Please restate the lines shown below exactly, every one of them.

Start of DATA IN THIS EXERCISE

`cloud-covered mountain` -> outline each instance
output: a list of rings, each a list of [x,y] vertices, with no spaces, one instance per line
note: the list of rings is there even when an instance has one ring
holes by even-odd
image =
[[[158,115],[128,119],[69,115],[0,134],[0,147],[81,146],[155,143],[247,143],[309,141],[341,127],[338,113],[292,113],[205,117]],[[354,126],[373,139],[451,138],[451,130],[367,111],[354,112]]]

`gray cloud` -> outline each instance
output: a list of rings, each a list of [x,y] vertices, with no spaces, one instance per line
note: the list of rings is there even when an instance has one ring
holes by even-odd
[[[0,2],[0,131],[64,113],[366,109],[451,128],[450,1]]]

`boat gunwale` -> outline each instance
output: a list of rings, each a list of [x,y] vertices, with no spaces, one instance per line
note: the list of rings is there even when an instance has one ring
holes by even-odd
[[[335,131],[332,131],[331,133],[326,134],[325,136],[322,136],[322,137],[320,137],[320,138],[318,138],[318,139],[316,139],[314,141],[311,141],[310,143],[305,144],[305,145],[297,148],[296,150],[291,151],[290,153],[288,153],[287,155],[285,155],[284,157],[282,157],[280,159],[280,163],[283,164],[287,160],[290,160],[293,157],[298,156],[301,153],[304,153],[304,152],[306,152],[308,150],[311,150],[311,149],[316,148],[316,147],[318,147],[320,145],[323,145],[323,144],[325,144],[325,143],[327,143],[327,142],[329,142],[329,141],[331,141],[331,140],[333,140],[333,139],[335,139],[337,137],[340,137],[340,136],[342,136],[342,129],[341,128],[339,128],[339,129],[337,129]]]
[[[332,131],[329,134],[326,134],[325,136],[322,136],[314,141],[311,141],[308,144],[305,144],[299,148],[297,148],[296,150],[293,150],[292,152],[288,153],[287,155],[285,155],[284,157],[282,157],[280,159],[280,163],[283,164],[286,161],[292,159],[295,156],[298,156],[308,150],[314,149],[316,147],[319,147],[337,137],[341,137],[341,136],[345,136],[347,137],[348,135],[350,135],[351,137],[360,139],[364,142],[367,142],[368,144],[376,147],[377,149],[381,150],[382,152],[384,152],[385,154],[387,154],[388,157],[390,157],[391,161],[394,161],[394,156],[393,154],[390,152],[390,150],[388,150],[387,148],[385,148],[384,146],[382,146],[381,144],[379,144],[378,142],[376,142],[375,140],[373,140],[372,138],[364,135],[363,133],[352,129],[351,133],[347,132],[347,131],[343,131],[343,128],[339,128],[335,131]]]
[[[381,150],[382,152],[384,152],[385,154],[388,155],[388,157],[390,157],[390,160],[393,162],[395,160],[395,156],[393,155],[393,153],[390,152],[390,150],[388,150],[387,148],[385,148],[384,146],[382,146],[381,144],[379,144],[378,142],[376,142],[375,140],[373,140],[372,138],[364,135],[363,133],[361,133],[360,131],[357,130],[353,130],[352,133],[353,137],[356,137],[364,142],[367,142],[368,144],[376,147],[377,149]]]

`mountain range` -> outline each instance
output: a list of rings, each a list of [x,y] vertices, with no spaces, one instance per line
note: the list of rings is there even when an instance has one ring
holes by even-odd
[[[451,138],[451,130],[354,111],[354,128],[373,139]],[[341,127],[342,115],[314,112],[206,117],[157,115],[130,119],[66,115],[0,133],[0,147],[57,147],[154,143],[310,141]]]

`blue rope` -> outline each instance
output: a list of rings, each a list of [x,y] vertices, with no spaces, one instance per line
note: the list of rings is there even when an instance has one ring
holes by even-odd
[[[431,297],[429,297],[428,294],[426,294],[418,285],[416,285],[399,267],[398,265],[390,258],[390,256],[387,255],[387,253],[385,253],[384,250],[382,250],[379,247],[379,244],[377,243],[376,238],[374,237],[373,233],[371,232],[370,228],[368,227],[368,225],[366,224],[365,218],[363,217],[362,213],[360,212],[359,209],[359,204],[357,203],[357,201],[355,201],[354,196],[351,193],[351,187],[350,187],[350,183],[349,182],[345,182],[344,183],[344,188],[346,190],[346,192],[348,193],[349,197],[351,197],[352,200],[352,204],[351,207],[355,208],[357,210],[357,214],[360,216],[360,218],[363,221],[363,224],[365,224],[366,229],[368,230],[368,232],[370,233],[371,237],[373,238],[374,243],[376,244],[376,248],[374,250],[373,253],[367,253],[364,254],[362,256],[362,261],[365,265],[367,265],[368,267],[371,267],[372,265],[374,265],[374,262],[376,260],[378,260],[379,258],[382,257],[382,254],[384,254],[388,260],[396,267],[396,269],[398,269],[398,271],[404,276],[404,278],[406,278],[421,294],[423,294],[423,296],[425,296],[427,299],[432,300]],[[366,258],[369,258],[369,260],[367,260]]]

End of DATA IN THIS EXERCISE

**EXERCISE RESPONSE:**
`cloud-covered mountain` -> outline each instance
output: a list of rings, each a list of [x,y] vertices, with no spaces, one instance per line
note: the list of rings is there even when an instance has one ring
holes by even-odd
image =
[[[158,115],[128,119],[69,115],[0,134],[0,147],[81,146],[155,143],[247,143],[309,141],[341,127],[338,113],[292,113],[205,117]],[[354,126],[373,139],[451,138],[451,130],[367,111],[354,112]]]

`gray cloud` -> outline each instance
output: a list of rings, each a list of [x,y] vertices, with no spaces, one instance per line
note: the list of rings is there even when an instance has one ring
holes by even-odd
[[[0,2],[0,131],[64,113],[366,109],[451,128],[450,1]]]

`boat gunwale` -> outline each instance
output: a list of rings, each a list of [x,y] vertices, with no spaces, one instance per line
note: the list of rings is there even when an instance has one ring
holes by even-odd
[[[335,131],[332,131],[331,133],[326,134],[325,136],[322,136],[322,137],[320,137],[320,138],[318,138],[318,139],[316,139],[314,141],[311,141],[310,143],[305,144],[305,145],[297,148],[296,150],[291,151],[290,153],[288,153],[287,155],[285,155],[284,157],[282,157],[280,159],[280,163],[283,164],[287,160],[290,160],[293,157],[298,156],[301,153],[304,153],[304,152],[306,152],[308,150],[311,150],[311,149],[316,148],[316,147],[318,147],[320,145],[323,145],[323,144],[325,144],[325,143],[327,143],[327,142],[329,142],[329,141],[331,141],[331,140],[333,140],[333,139],[335,139],[337,137],[340,137],[340,136],[342,136],[342,129],[341,128],[339,128],[339,129],[337,129]]]
[[[332,131],[329,134],[326,134],[325,136],[322,136],[314,141],[311,141],[308,144],[305,144],[299,148],[297,148],[296,150],[293,150],[292,152],[288,153],[287,155],[285,155],[284,157],[282,157],[280,159],[280,163],[283,164],[286,161],[292,159],[295,156],[298,156],[308,150],[314,149],[316,147],[319,147],[337,137],[341,137],[341,136],[345,136],[347,137],[348,135],[350,135],[351,137],[360,139],[364,142],[367,142],[368,144],[376,147],[377,149],[381,150],[382,152],[384,152],[385,154],[387,154],[388,157],[390,157],[391,161],[394,161],[394,156],[393,154],[390,152],[390,150],[388,150],[387,148],[385,148],[384,146],[382,146],[381,144],[379,144],[378,142],[376,142],[375,140],[373,140],[372,138],[364,135],[363,133],[352,129],[351,133],[347,132],[347,131],[343,131],[343,128],[339,128],[335,131]]]
[[[381,150],[382,152],[384,152],[385,154],[388,155],[388,157],[390,157],[390,160],[393,162],[395,160],[395,156],[393,155],[393,153],[390,152],[390,150],[388,150],[387,148],[385,148],[384,146],[382,146],[381,144],[379,144],[378,142],[376,142],[375,140],[373,140],[372,138],[364,135],[363,133],[361,133],[360,131],[357,130],[353,130],[352,133],[353,137],[356,137],[364,142],[367,142],[368,144],[376,147],[377,149]]]

`mountain range` -> outline each instance
output: a list of rings, each a list of [x,y] vertices, with no spaces, one instance per line
note: the list of rings is there even when an instance has one ring
holes by even-odd
[[[451,138],[451,130],[354,111],[354,128],[373,139]],[[341,127],[342,115],[314,112],[206,117],[157,115],[130,119],[66,115],[0,133],[0,147],[57,147],[154,143],[310,141]]]

`blue rope` -> outline each instance
output: a list of rings, each a list of [x,y] vertices, with no spaces, one instance per line
note: the list of rings is there even when an instance has one ring
holes by even-odd
[[[431,297],[429,297],[428,294],[426,294],[418,285],[416,285],[399,267],[398,265],[390,258],[390,256],[387,255],[387,253],[385,253],[384,250],[382,250],[379,247],[379,244],[377,243],[376,238],[374,237],[373,233],[371,232],[370,228],[368,227],[368,225],[366,224],[365,218],[363,217],[362,213],[360,212],[359,209],[359,204],[357,203],[357,201],[355,201],[354,196],[351,193],[351,187],[350,187],[350,183],[349,182],[345,182],[344,183],[344,188],[346,190],[346,192],[348,193],[349,197],[351,197],[352,200],[352,204],[351,207],[355,208],[357,210],[357,214],[360,216],[360,218],[363,221],[363,224],[365,224],[366,229],[368,230],[368,232],[370,233],[371,237],[373,238],[374,243],[376,244],[376,248],[374,250],[373,253],[367,253],[364,254],[362,256],[362,261],[365,265],[367,265],[368,267],[371,267],[372,265],[374,265],[374,262],[376,260],[378,260],[379,258],[382,257],[382,254],[384,254],[388,260],[396,267],[396,269],[398,269],[398,271],[404,276],[404,278],[406,278],[421,294],[423,294],[423,296],[425,296],[427,299],[432,300]],[[366,258],[369,258],[369,260],[367,260]]]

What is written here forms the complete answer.